• TEXT SHOWN:
Cape Cod Museum of Art requested a donation of a painting from this exhibition for its permanent collection, and so Teresa let the acquisition commitee choose from the available paintings, and they selected Group Diversity.
Some local media coverage of Between The Sea & Sky:
Birds, Bees, & Hospitals
In the second half of the new decade, Teresa's art took an inward turn towards nature in a more close-up format. Life brought some difficult circumstances in the form of serious health problems with close family members, and with two very special friends. At the same time, the downturn of the economy and the great recession was beginning, and more dire news of the state of the planet due to climate change became ever-present. An inward look towards nature, and especially birds, brought some calm to Teresa. Nature in its constant state of creating, oblivious to time and death, offered strength and hope, and also gave Teresa a place to turn during stressful times and sad feelings of loss.
In 2007, Teresa's dear friend Diane Bezan succumbed to cancer. In 2009, her husband Dr. Allan Bezan, commissioned Teresa to create a painting in memory of her to be donated to The Winsor School in Boston where Diane taught and worked as an administrator during her 30 year career there. He asked that it be a portrait of Diane, but also, more than that, he wanted a painting that would also capture the spirit of the venerable girl's school. Teresa realized a posthumous portrait of a much-beloved member of the Winsor community would be quite a challenge to embark on, but she felt that all the years of creating the watercolor portraits of children from photographs had given her enough experience to make it happen. Teresa selected a photo of Diane with three of her students from several photos that Winsor provided. The photo was taken in Diane's math class. Diane and her students were looking forward to the blackboard at the front of the classroom where a student was working out a math problem. Teresa's idea was to add two more students so that Diane would be surrounded by them, and all would be looking ahead to the future. After creating several compositional studies, and having a model sit in for Diane, in her clothing, the painting was completed in the spring of 2010.
Creating this painting was like nothing Teresa had ever felt before. Over the 10 months of its execution, she felt as though she was slowly bringing her friend back to life. One of the final touches was the refinement of Diane's hands, famous for their gracefulness, and so Teresa took care to make sure Diane's likeness also carried an important personal trademark-- a french-tip manicure.
The power of a work of art, and its ability to coalesce images, thoughts, and memories into a living presence is really a mighty thing. Now Diane's presence lives on at The Winsor School, frozen in a moment, about to speak, and encircled by her "girls" who she helped to guide into their futures. Originally the portrait was intended to be hung in Diane Bezan's office, which had been changed into a student lounge in memory of Diane. But in 2015-2016, an immense addition was built to incorporate a performing arts center, wellness center, and gymnasium to the school. The Diane Bezan Student Lounge was located just at the entryway to this addition. And so, the former student lounge was opened up to the existing corridor, and the new student lounge became the transition point between the historic main building of The Winsor School and the new complex. A location for the portrait was designed by the architects so that it would be well-lit and seen. The new Diane Bezan Student Lounge was rededicated in May of 2016.
After finishing the painting of Diane Bezan, Teresa had two more smaller commission projects to start, however, she needed to take a break and work on her own paintings for a while. She began a series of large oils that were inspired, once again, by the magnificent landscape of Cape Cod, during her walks with Michael and the couple's three Border Terriers on The Great Beach of the Eastern shore of the Cape.

• TASK GOAL: Print, word for word, the portion of the text about Teresa's art starting with "Some local media" and going on through "feelings of loss.".

• EXERCISE DATA:
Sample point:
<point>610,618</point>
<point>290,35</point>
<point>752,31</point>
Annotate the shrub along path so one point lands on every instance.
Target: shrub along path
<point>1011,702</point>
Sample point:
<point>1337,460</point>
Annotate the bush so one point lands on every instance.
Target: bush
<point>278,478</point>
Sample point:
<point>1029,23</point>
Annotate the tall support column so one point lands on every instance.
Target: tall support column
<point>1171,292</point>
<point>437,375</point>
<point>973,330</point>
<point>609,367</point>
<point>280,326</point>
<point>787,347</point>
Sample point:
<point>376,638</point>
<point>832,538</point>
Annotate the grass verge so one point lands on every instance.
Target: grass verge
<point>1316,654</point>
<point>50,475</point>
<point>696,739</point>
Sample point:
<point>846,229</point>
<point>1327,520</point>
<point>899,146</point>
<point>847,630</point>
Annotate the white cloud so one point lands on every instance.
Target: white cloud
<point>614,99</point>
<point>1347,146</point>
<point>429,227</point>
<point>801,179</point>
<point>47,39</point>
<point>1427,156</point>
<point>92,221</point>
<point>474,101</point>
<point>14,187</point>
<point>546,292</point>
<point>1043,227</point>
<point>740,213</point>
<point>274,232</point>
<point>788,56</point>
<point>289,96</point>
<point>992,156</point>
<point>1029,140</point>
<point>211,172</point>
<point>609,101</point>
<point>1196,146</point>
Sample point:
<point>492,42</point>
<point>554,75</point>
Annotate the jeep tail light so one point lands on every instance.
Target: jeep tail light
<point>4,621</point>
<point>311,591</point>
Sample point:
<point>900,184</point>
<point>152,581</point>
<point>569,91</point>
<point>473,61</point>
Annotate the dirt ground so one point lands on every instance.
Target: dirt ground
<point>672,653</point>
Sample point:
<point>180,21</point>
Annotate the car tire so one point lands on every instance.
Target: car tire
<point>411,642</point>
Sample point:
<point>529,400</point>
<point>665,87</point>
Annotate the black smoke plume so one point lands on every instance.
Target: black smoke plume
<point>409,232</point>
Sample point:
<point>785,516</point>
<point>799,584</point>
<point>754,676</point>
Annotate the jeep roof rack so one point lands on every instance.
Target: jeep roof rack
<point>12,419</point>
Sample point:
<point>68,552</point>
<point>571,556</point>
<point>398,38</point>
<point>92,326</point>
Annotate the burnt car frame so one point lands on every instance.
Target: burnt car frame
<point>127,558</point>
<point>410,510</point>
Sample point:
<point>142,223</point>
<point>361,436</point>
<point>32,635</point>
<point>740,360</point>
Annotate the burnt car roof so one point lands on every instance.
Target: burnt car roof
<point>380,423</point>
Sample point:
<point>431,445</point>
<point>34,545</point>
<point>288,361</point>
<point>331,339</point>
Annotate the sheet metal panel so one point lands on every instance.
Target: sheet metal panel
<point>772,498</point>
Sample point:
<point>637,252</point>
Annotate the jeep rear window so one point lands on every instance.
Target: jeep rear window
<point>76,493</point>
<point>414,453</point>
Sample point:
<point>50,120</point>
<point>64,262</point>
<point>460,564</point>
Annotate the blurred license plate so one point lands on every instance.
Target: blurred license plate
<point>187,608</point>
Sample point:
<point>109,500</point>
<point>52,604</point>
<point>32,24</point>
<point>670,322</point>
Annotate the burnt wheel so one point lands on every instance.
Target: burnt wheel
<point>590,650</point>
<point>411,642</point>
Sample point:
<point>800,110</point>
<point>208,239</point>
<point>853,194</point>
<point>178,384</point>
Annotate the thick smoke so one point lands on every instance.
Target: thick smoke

• REPLY:
Some local media coverage of Between The Sea & Sky:
Birds, Bees, & Hospitals
In the second half of the new decade, Teresa's art took an inward turn towards nature in a more close-up format. Life brought some difficult circumstances in the form of serious health problems with close family members, and with two very special friends. At the same time, the downturn of the economy and the great recession was beginning, and more dire news of the state of the planet due to climate change became ever-present. An inward look towards nature, and especially birds, brought some calm to Teresa. Nature in its constant state of creating, oblivious to time and death, offered strength and hope, and also gave Teresa a place to turn during stressful times and sad feelings of loss.